-- start --
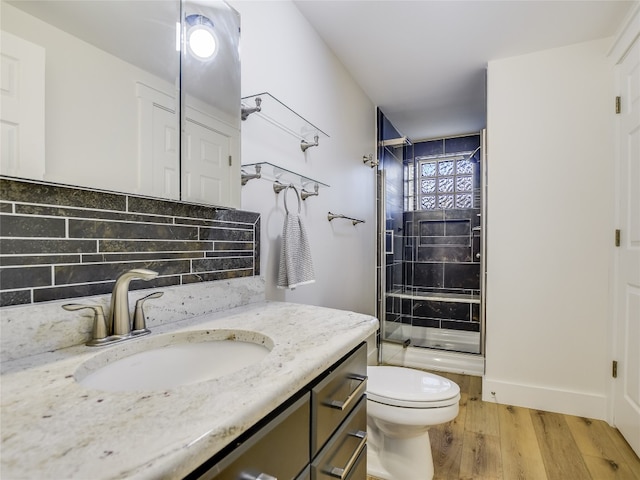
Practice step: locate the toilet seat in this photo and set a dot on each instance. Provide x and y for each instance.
(410, 388)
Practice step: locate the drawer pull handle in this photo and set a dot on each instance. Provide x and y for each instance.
(342, 473)
(354, 395)
(262, 476)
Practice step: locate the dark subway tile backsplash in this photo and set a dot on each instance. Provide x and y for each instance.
(60, 242)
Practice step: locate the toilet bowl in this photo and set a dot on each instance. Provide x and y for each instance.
(402, 403)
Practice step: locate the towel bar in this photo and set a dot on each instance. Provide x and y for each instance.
(331, 216)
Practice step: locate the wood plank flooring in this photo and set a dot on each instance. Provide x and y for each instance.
(488, 441)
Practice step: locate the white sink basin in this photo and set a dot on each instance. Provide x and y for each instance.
(172, 360)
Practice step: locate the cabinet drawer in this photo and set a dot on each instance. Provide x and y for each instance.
(280, 449)
(341, 457)
(335, 396)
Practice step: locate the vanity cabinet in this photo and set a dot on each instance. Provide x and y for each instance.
(318, 434)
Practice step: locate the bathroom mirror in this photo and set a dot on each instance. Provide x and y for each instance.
(121, 96)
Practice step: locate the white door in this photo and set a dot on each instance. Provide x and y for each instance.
-- end --
### GIVEN REQUEST
Arrange the lines, starting with the one containing "Practice step: locate the drawer" and running through the last line, into a Markdown table with two columns, No. and Text. Number each row and leave out blank lines.

### EXERCISE RESPONSE
| No. | Text |
|---|---|
| 1 | Practice step: locate the drawer pull handle in this photo and set a dot on each instance. Provide x and y for each instance. |
| 2 | (342, 473) |
| 3 | (354, 395) |
| 4 | (262, 476) |
| 5 | Practice step: locate the dark subway tile backsplash in this photo and set a dot on each instance. Provide x and y for each instance. |
| 6 | (60, 242) |
| 7 | Practice step: locate the toilet bowl in this photo and set a dot on each instance. Provide x and y for each instance. |
| 8 | (402, 403) |
| 9 | Practice step: locate the towel bar in this photo and set a dot on each instance. Provide x and y for each instance. |
| 10 | (331, 216) |
| 11 | Practice step: locate the wood plank flooring in this photo and set a dot on each instance. Provide x and y for each instance. |
| 12 | (488, 441) |
| 13 | Practice step: locate the white sink basin in this photo and set a dot on each instance. Provide x and y for each instance. |
| 14 | (172, 360) |
| 15 | Practice step: locate the cabinet drawer in this photo and set a dot on each instance. Provide x and y for each instance. |
| 16 | (280, 449) |
| 17 | (341, 457) |
| 18 | (335, 396) |
| 19 | Practice step: locate the vanity cabinet in this photo and set a dot on each instance. Provide x and y for each instance. |
| 20 | (318, 434) |
| 21 | Practice step: locate the bathroom mirror in this photo and set a dot on each instance. Provide x and y for each instance. |
| 22 | (121, 96) |
| 23 | Practice step: locate the white door in this photo and set a dot on each instance. Provide x and y for each instance. |